• [Text block]:

We’re at the end of 2019 and I, like many others, will be doing the typical end of the year (or in this case, end of a decade) reflection. One of the most common questions people are asked for self-reflection is this: What advice would you give your younger self? Or a variation of what is basically the same question “What do you wish you knew at age 20?”
Recently, I’ve considered this question and found it to reek of regret and our lust for perfectionism. Now, I’m not saying wanting to undo certain mistakes made is a bad thing, but it is something I feel we should consider more lest we fail to learn from what we wish to undo.
We are constantly growing, changing based on exposure, experiences, hormones and social climes. So it is presumptuous to think what we currently feel we should have known at that time is what we actually needed to know. We are also presumptuous to believe our younger selves would listen to any advice we would give. I could back in time and tell my younger self: believe you can do this because you will make it. But my younger self would not be ready to hear it. Until I would have had certain experiences, I wouldn’t see how I could make it nor why I would need to try. I would need to grow to a point where I can appreciate that knowledge. And that growth would happen via making mistakes.

• [What the task requires]:
Can you take the reflection on advice to a younger self further, picking up after its last sentence? The lines that follow are separate material and have nothing to do with the reflection on advice to a younger self.

• [Data extracts]:
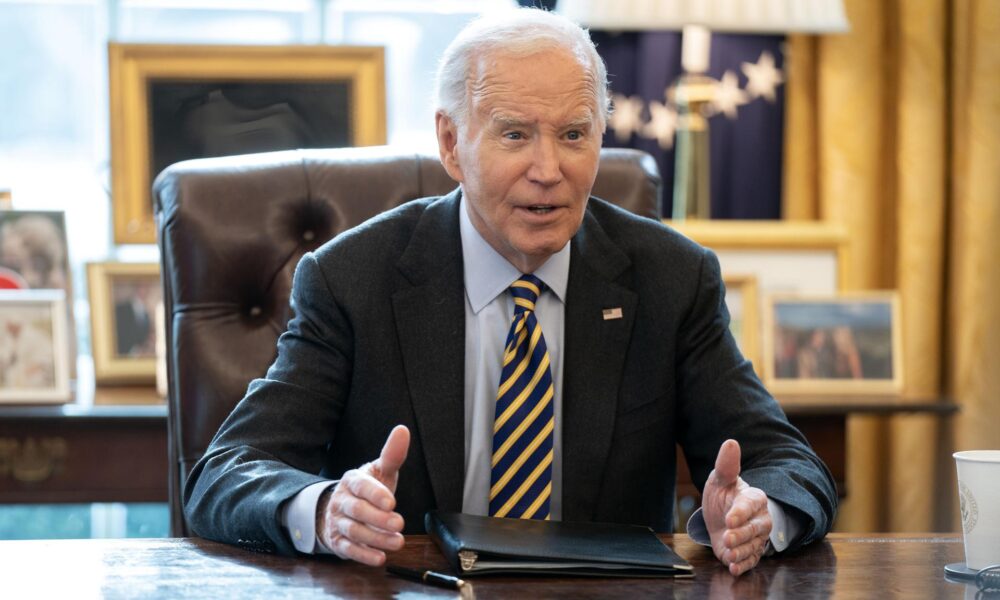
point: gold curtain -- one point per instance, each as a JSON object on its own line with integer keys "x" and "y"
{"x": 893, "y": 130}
---
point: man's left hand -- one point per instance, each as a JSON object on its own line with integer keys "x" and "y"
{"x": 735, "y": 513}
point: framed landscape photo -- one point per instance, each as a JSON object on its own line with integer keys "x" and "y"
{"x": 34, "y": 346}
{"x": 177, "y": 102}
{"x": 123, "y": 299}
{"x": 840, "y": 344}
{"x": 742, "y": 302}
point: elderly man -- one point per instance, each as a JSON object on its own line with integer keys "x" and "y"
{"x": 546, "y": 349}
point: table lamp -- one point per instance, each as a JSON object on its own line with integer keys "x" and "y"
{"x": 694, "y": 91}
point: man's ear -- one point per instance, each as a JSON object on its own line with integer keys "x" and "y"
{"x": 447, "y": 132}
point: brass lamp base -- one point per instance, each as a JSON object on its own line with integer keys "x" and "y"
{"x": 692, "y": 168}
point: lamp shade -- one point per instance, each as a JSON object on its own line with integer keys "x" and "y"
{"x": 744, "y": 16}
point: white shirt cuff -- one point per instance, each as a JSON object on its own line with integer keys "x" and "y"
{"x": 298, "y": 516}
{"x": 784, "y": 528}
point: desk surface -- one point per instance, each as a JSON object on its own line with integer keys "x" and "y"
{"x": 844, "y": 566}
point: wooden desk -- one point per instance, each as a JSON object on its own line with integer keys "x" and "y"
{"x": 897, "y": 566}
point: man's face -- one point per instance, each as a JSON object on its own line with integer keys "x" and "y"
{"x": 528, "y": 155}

• [Output below]:
The desire to go back in time to change what we consider mistakes is symptomatic with thinking we should not have failed at all, whereas failure is so very often a part of the process. Please note: I’m in no way trying to suggest that “all pain was worth it because it made us stronger”. I truly dislike that school of thought because it too often justifies abuses against a person.
On the contrary, I am referring to what choices we make for ourselves, the various ways we think we could have done it differently/better. Perhaps we could have done it better, but would we have grown as much if we had the cheat sheet? Would we be the persons we are today? Knowing too much of what could happen often impedes our trying. We take fewer risks with knowledge and that is both a good and bad thing.
Years of watching Hollywood products and reading pop-fiction based on the good witch spiel has ingrained in me the lesson that every action has a reaction, to change one thing is to change many others and that could be for the good or bad. The mistake we made, the ignorance of this or that, the wrong choice, etc. might have been the best way to learn the lesson we learned. Perhaps it is the ignorance of our younger selves that enabled us to accomplish so much despite the hurdles. We wouldn’t have tried so hard if we’re as knowledgeable (and jaded) as our older selves undoubtedly are.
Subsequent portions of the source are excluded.